— TRY IT —
Write what comes next in the reader comments about a ship that came too close to a reef, picking up right after the last sentence of the final comment shown.

— TEXT PASSAGE —

  5. Reminds me of Vincent O’Sullivan’s play Shuriken. O’Sullivan’s play was of a different time and had a very different message but the outcome is much the same: misunderstandings, disaster, blame, soul searching.

    Go for it @ MB!

  6. Well I did my marine tickets back in the day. Could never get a job with them of course – closed shop of Poms.

    None of these officers were fit – and nothing absolves a captain of their responsibilities.

    The going to the loo bit merely highlights the incompetence.

    The whole LGBTQ bit was a Parthian shot by the pathetic responsible minister Collins.

    That whole chain of command should be gone.

  7. The Swiss Cheese model. The same thing that (generally) causes planes to crash. The fact that it happened speaks to some pretty significant systemic failures

  8. Welcome to New Zealand… why do things properly when we have no 8 fencing wire.

    Unfortunately our best and brightest leave for bigger and better countries so we have an excessive number of people who are promoted beyond their level of incompetence. This problem is compounded because the incompetence protects the incompetent, and forces the competent to go elsewhere, or to keep their heads down.

    Ultimately it’s up to the captain and the XO to ensure that the training of the bridge officers are up to standard, before those officers can stand watch. The captain or XO should be on the bridge while the ship is entering or leaving port, or in this case when the ship was so close to the reef. That being said the reliance on technology should not be at the expense of seamanship.

    • So true, and we maintain this completely unsubstantiated arrogance that we’re so much better then the rest of the world. We take pride in what are often substandard approaches, fueled as you say by “no 8 fencing wire”.

      My favorite example is the CAA, an organization completely unfit for purpose.

  9. Welcome to New Zealand… why do things properly when we have no 8 fencing wire.

    Unfortunately our best and brightest leave for bigger and better countries so we have an excessive number of people who are promoted beyond their level of incompetence. This problem is compounded because the incompetence protects the incompetent, and forces the competent to go elsewhere, or to keep their heads down.

— EXTRACTED RECORDS —

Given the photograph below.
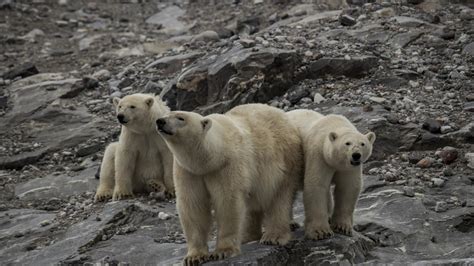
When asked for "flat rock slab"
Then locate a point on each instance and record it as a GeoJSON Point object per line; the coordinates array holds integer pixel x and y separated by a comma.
{"type": "Point", "coordinates": [58, 186]}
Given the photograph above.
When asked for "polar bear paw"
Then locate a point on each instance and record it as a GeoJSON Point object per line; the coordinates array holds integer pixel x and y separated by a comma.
{"type": "Point", "coordinates": [194, 260]}
{"type": "Point", "coordinates": [222, 253]}
{"type": "Point", "coordinates": [103, 194]}
{"type": "Point", "coordinates": [120, 194]}
{"type": "Point", "coordinates": [275, 238]}
{"type": "Point", "coordinates": [319, 232]}
{"type": "Point", "coordinates": [344, 228]}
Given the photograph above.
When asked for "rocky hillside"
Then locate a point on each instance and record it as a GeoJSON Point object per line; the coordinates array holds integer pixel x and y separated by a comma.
{"type": "Point", "coordinates": [402, 68]}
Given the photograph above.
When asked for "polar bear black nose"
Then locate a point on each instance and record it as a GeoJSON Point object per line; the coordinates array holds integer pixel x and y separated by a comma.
{"type": "Point", "coordinates": [121, 118]}
{"type": "Point", "coordinates": [356, 156]}
{"type": "Point", "coordinates": [160, 122]}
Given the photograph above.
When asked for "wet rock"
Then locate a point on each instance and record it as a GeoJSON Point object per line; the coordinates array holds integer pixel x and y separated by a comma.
{"type": "Point", "coordinates": [432, 125]}
{"type": "Point", "coordinates": [23, 71]}
{"type": "Point", "coordinates": [353, 67]}
{"type": "Point", "coordinates": [347, 20]}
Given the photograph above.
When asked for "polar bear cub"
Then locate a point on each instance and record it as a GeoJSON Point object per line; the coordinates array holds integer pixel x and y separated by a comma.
{"type": "Point", "coordinates": [334, 152]}
{"type": "Point", "coordinates": [245, 165]}
{"type": "Point", "coordinates": [140, 161]}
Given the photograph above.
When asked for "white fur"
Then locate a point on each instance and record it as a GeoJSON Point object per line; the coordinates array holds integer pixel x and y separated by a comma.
{"type": "Point", "coordinates": [140, 161]}
{"type": "Point", "coordinates": [328, 145]}
{"type": "Point", "coordinates": [245, 165]}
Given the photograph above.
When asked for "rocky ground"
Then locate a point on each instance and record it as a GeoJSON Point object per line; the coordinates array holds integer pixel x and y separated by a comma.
{"type": "Point", "coordinates": [403, 69]}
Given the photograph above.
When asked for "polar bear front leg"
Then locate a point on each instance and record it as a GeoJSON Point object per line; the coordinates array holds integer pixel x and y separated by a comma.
{"type": "Point", "coordinates": [346, 193]}
{"type": "Point", "coordinates": [278, 218]}
{"type": "Point", "coordinates": [125, 161]}
{"type": "Point", "coordinates": [194, 210]}
{"type": "Point", "coordinates": [230, 213]}
{"type": "Point", "coordinates": [107, 174]}
{"type": "Point", "coordinates": [317, 182]}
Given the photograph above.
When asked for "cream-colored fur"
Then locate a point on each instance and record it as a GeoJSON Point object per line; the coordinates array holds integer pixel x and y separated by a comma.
{"type": "Point", "coordinates": [245, 165]}
{"type": "Point", "coordinates": [329, 145]}
{"type": "Point", "coordinates": [140, 161]}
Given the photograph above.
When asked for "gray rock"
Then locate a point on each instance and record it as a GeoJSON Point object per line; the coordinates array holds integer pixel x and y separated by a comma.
{"type": "Point", "coordinates": [354, 67]}
{"type": "Point", "coordinates": [347, 20]}
{"type": "Point", "coordinates": [169, 20]}
{"type": "Point", "coordinates": [469, 49]}
{"type": "Point", "coordinates": [23, 71]}
{"type": "Point", "coordinates": [58, 186]}
{"type": "Point", "coordinates": [432, 125]}
{"type": "Point", "coordinates": [470, 159]}
{"type": "Point", "coordinates": [172, 64]}
{"type": "Point", "coordinates": [217, 79]}
{"type": "Point", "coordinates": [206, 36]}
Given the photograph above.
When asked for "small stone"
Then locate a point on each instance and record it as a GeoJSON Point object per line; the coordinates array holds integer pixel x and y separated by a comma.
{"type": "Point", "coordinates": [425, 162]}
{"type": "Point", "coordinates": [45, 223]}
{"type": "Point", "coordinates": [432, 125]}
{"type": "Point", "coordinates": [102, 75]}
{"type": "Point", "coordinates": [408, 191]}
{"type": "Point", "coordinates": [448, 155]}
{"type": "Point", "coordinates": [469, 107]}
{"type": "Point", "coordinates": [347, 20]}
{"type": "Point", "coordinates": [247, 43]}
{"type": "Point", "coordinates": [163, 216]}
{"type": "Point", "coordinates": [441, 206]}
{"type": "Point", "coordinates": [470, 159]}
{"type": "Point", "coordinates": [378, 100]}
{"type": "Point", "coordinates": [446, 129]}
{"type": "Point", "coordinates": [318, 98]}
{"type": "Point", "coordinates": [437, 182]}
{"type": "Point", "coordinates": [206, 36]}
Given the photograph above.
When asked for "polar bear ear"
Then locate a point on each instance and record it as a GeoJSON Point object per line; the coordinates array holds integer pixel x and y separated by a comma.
{"type": "Point", "coordinates": [149, 101]}
{"type": "Point", "coordinates": [206, 124]}
{"type": "Point", "coordinates": [115, 101]}
{"type": "Point", "coordinates": [371, 137]}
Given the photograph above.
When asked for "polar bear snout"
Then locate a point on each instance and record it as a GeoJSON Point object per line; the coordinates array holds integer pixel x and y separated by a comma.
{"type": "Point", "coordinates": [121, 119]}
{"type": "Point", "coordinates": [163, 127]}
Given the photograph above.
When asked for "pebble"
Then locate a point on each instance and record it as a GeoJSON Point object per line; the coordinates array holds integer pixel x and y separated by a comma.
{"type": "Point", "coordinates": [45, 222]}
{"type": "Point", "coordinates": [437, 182]}
{"type": "Point", "coordinates": [441, 206]}
{"type": "Point", "coordinates": [318, 98]}
{"type": "Point", "coordinates": [408, 191]}
{"type": "Point", "coordinates": [432, 125]}
{"type": "Point", "coordinates": [425, 162]}
{"type": "Point", "coordinates": [102, 75]}
{"type": "Point", "coordinates": [163, 216]}
{"type": "Point", "coordinates": [446, 129]}
{"type": "Point", "coordinates": [470, 159]}
{"type": "Point", "coordinates": [347, 20]}
{"type": "Point", "coordinates": [448, 155]}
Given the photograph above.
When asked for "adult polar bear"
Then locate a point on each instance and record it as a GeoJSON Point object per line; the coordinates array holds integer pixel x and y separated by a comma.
{"type": "Point", "coordinates": [140, 160]}
{"type": "Point", "coordinates": [247, 162]}
{"type": "Point", "coordinates": [334, 151]}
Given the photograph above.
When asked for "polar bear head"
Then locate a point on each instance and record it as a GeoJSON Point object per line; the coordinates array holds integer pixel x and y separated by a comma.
{"type": "Point", "coordinates": [183, 126]}
{"type": "Point", "coordinates": [349, 149]}
{"type": "Point", "coordinates": [137, 112]}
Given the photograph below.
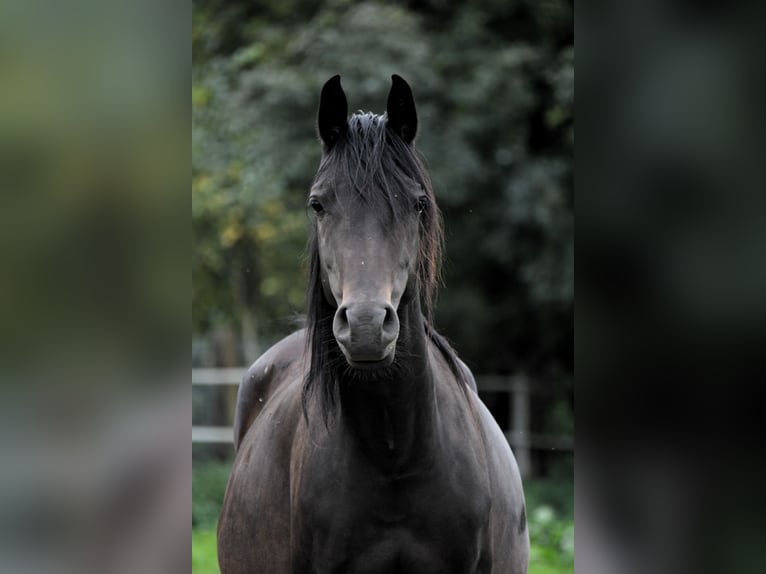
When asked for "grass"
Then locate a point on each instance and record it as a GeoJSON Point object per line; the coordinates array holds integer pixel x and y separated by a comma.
{"type": "Point", "coordinates": [549, 509]}
{"type": "Point", "coordinates": [204, 556]}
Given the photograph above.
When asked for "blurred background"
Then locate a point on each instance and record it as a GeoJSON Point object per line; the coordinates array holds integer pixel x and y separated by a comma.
{"type": "Point", "coordinates": [494, 86]}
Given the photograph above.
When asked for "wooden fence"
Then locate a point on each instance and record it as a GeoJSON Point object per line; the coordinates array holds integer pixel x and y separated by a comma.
{"type": "Point", "coordinates": [518, 389]}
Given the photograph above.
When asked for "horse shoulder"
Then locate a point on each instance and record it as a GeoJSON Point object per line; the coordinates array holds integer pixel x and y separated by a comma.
{"type": "Point", "coordinates": [264, 378]}
{"type": "Point", "coordinates": [510, 544]}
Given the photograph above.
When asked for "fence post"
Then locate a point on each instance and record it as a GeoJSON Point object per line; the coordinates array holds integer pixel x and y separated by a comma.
{"type": "Point", "coordinates": [520, 425]}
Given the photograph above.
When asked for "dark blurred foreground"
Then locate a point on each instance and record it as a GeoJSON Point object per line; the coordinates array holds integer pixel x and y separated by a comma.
{"type": "Point", "coordinates": [95, 406]}
{"type": "Point", "coordinates": [671, 318]}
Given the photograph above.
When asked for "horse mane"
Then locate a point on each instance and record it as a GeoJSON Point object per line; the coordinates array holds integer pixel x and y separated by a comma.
{"type": "Point", "coordinates": [379, 166]}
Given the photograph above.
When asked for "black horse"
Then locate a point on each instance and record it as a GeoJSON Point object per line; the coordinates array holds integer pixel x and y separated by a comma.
{"type": "Point", "coordinates": [362, 445]}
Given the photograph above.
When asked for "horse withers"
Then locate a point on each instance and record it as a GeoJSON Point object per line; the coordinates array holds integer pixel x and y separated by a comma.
{"type": "Point", "coordinates": [362, 445]}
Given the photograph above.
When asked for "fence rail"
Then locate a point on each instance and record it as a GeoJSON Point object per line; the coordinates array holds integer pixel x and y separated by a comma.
{"type": "Point", "coordinates": [517, 387]}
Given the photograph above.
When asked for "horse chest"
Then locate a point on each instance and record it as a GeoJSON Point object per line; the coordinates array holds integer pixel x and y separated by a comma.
{"type": "Point", "coordinates": [370, 525]}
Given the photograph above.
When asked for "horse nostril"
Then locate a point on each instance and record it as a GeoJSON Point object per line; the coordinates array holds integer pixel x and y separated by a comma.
{"type": "Point", "coordinates": [342, 317]}
{"type": "Point", "coordinates": [388, 320]}
{"type": "Point", "coordinates": [390, 324]}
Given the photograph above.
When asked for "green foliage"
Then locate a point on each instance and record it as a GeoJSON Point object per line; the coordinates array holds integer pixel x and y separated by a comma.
{"type": "Point", "coordinates": [204, 552]}
{"type": "Point", "coordinates": [551, 542]}
{"type": "Point", "coordinates": [208, 487]}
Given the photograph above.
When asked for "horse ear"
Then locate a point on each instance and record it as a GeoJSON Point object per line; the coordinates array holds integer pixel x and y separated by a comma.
{"type": "Point", "coordinates": [333, 112]}
{"type": "Point", "coordinates": [402, 117]}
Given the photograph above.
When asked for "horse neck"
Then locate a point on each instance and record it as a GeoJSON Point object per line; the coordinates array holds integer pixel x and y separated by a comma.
{"type": "Point", "coordinates": [392, 419]}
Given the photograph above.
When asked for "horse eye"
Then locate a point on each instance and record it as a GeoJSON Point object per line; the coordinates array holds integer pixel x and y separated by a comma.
{"type": "Point", "coordinates": [316, 206]}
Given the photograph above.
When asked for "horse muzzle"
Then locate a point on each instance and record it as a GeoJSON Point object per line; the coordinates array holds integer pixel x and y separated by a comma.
{"type": "Point", "coordinates": [366, 333]}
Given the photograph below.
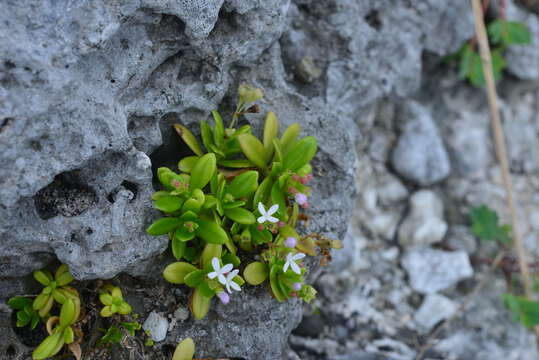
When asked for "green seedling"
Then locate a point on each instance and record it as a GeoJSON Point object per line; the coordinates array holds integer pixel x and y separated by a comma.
{"type": "Point", "coordinates": [485, 225]}
{"type": "Point", "coordinates": [26, 313]}
{"type": "Point", "coordinates": [111, 297]}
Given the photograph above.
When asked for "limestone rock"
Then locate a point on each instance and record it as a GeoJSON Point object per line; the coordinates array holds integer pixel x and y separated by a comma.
{"type": "Point", "coordinates": [420, 155]}
{"type": "Point", "coordinates": [432, 270]}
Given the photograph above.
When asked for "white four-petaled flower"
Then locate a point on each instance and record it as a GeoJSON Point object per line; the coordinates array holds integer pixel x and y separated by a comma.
{"type": "Point", "coordinates": [219, 272]}
{"type": "Point", "coordinates": [291, 262]}
{"type": "Point", "coordinates": [230, 283]}
{"type": "Point", "coordinates": [266, 215]}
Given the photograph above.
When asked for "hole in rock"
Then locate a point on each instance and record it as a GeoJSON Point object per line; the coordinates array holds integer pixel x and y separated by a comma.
{"type": "Point", "coordinates": [66, 196]}
{"type": "Point", "coordinates": [28, 337]}
{"type": "Point", "coordinates": [173, 148]}
{"type": "Point", "coordinates": [11, 351]}
{"type": "Point", "coordinates": [125, 185]}
{"type": "Point", "coordinates": [373, 19]}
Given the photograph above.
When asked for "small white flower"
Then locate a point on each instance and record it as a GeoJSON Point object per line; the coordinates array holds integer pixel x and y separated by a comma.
{"type": "Point", "coordinates": [291, 262]}
{"type": "Point", "coordinates": [230, 283]}
{"type": "Point", "coordinates": [266, 215]}
{"type": "Point", "coordinates": [219, 272]}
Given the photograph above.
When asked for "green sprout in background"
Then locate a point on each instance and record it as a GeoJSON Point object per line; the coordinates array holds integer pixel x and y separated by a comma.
{"type": "Point", "coordinates": [485, 225]}
{"type": "Point", "coordinates": [501, 33]}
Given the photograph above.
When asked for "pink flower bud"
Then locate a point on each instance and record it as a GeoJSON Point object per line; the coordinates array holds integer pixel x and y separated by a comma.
{"type": "Point", "coordinates": [224, 297]}
{"type": "Point", "coordinates": [301, 198]}
{"type": "Point", "coordinates": [290, 242]}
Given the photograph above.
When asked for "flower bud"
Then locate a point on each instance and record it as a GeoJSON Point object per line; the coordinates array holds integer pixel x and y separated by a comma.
{"type": "Point", "coordinates": [224, 297]}
{"type": "Point", "coordinates": [290, 242]}
{"type": "Point", "coordinates": [301, 198]}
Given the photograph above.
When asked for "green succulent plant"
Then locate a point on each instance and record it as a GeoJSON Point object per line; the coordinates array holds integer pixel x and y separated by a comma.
{"type": "Point", "coordinates": [112, 298]}
{"type": "Point", "coordinates": [55, 288]}
{"type": "Point", "coordinates": [26, 313]}
{"type": "Point", "coordinates": [241, 194]}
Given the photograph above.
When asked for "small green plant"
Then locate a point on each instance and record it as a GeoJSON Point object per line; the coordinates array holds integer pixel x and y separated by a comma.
{"type": "Point", "coordinates": [111, 297]}
{"type": "Point", "coordinates": [114, 334]}
{"type": "Point", "coordinates": [502, 33]}
{"type": "Point", "coordinates": [485, 225]}
{"type": "Point", "coordinates": [26, 313]}
{"type": "Point", "coordinates": [64, 328]}
{"type": "Point", "coordinates": [242, 195]}
{"type": "Point", "coordinates": [524, 311]}
{"type": "Point", "coordinates": [185, 350]}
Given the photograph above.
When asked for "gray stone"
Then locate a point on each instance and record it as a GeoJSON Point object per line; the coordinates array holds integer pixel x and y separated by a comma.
{"type": "Point", "coordinates": [157, 326]}
{"type": "Point", "coordinates": [420, 155]}
{"type": "Point", "coordinates": [433, 270]}
{"type": "Point", "coordinates": [424, 224]}
{"type": "Point", "coordinates": [434, 309]}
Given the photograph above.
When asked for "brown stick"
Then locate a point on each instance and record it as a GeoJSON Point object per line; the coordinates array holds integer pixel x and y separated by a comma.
{"type": "Point", "coordinates": [499, 141]}
{"type": "Point", "coordinates": [501, 154]}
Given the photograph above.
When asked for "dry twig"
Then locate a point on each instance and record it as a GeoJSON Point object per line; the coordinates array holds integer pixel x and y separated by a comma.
{"type": "Point", "coordinates": [501, 154]}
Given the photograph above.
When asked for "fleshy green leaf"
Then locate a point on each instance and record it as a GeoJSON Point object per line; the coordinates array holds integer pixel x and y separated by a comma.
{"type": "Point", "coordinates": [19, 302]}
{"type": "Point", "coordinates": [210, 251]}
{"type": "Point", "coordinates": [275, 287]}
{"type": "Point", "coordinates": [190, 139]}
{"type": "Point", "coordinates": [185, 350]}
{"type": "Point", "coordinates": [253, 149]}
{"type": "Point", "coordinates": [199, 304]}
{"type": "Point", "coordinates": [175, 273]}
{"type": "Point", "coordinates": [271, 130]}
{"type": "Point", "coordinates": [256, 273]}
{"type": "Point", "coordinates": [263, 192]}
{"type": "Point", "coordinates": [67, 313]}
{"type": "Point", "coordinates": [218, 130]}
{"type": "Point", "coordinates": [44, 277]}
{"type": "Point", "coordinates": [206, 134]}
{"type": "Point", "coordinates": [524, 310]}
{"type": "Point", "coordinates": [485, 225]}
{"type": "Point", "coordinates": [241, 163]}
{"type": "Point", "coordinates": [193, 279]}
{"type": "Point", "coordinates": [49, 347]}
{"type": "Point", "coordinates": [289, 136]}
{"type": "Point", "coordinates": [163, 226]}
{"type": "Point", "coordinates": [243, 185]}
{"type": "Point", "coordinates": [178, 248]}
{"type": "Point", "coordinates": [240, 215]}
{"type": "Point", "coordinates": [187, 163]}
{"type": "Point", "coordinates": [211, 232]}
{"type": "Point", "coordinates": [203, 171]}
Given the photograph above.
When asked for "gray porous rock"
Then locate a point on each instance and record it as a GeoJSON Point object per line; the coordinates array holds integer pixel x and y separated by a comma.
{"type": "Point", "coordinates": [420, 155]}
{"type": "Point", "coordinates": [434, 309]}
{"type": "Point", "coordinates": [432, 270]}
{"type": "Point", "coordinates": [425, 223]}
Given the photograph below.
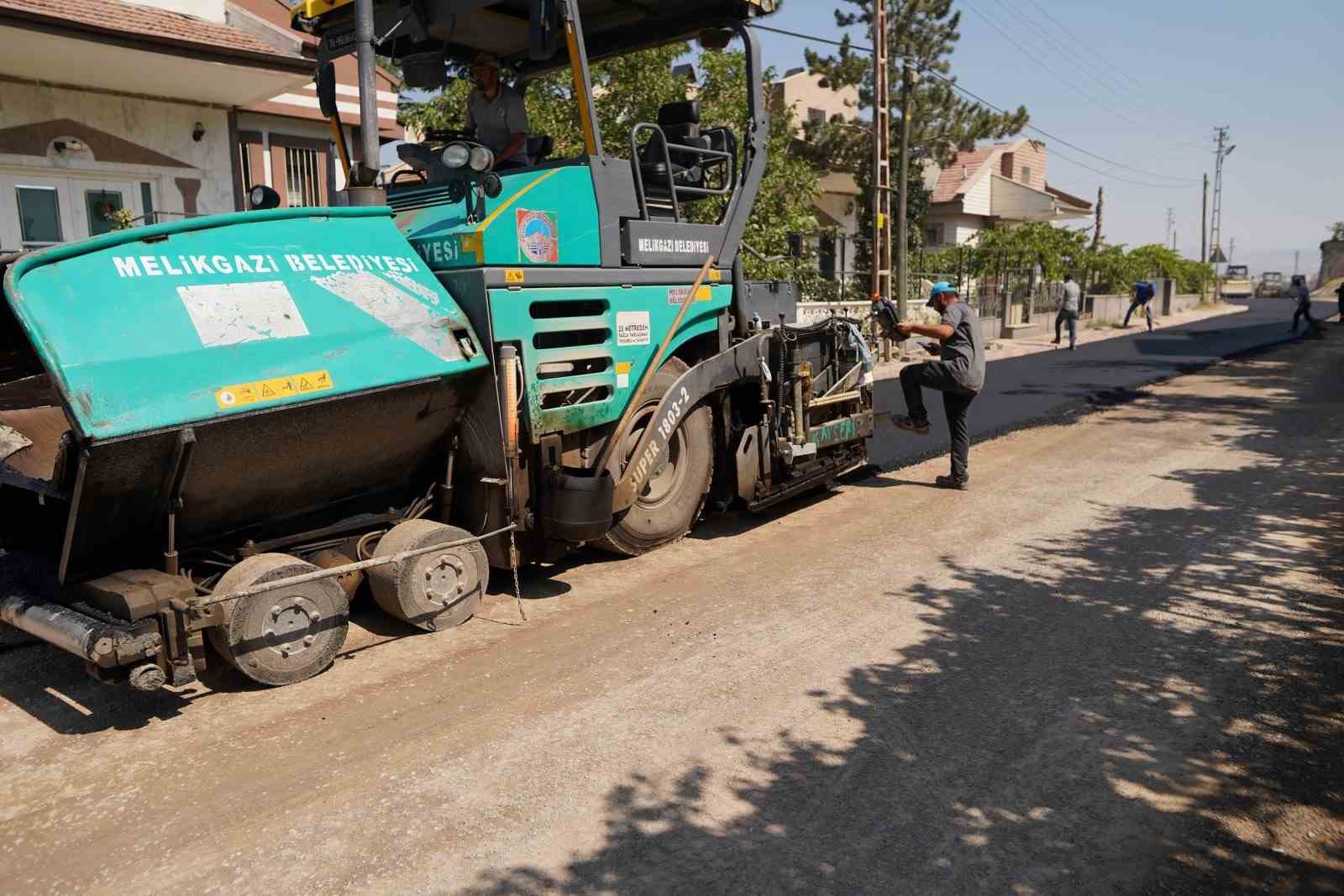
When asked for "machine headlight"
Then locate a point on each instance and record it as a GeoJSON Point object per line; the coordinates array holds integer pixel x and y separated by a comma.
{"type": "Point", "coordinates": [457, 155]}
{"type": "Point", "coordinates": [481, 159]}
{"type": "Point", "coordinates": [262, 196]}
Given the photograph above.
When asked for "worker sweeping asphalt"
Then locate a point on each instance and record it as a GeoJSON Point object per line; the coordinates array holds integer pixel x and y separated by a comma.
{"type": "Point", "coordinates": [1144, 293]}
{"type": "Point", "coordinates": [1304, 305]}
{"type": "Point", "coordinates": [1068, 304]}
{"type": "Point", "coordinates": [960, 376]}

— ANSWER TO THIS TASK —
    Ultimately it’s up to the captain and the XO to ensure that the training of the bridge officers are up to standard, before those officers can stand watch. The captain or XO should be on the bridge while the ship is entering or leaving port, or in this case when the ship was so close to the reef. That being said the reliance on technology should not be at the expense of seamanship.

  10. Oh I gave up reading after you came in defending the DEI Pome Captain, the incompetence came from the top down, don’t try to divide or defuse the situation into micro events, the captain was and is an idiot and someone the should never have been in charge end of effing story.

  11. And the minister still refuses to appologise to those people in care who were tortured .She says there was no torture while she was in charge even tho we are now paying those who were tortured a paltry $150k to shut them up .

  12. Isn’t it the captain’s responsibility to ensure there are trained and competent people on the bridge?

    This disaster began right at the top but as usual they’ll hang the person at the pointed end out to dry.

  13. who were the 5 civilian passengers? did any of them have anything to do with the captain not being on the bridge?

  14. I hear you’re a grandee, but you didn’t put a synoptic paragraph. We have little time anymore to read. What was your point? LGQBT, or, whatever, was, by basic logic, a slander. The captain was incompetent. Disgusting you should go off for the rich’s talking points. FYI hitting down is not Left.

  15. Tim, I canna read long and thick anymore, but I could see the genius of your post.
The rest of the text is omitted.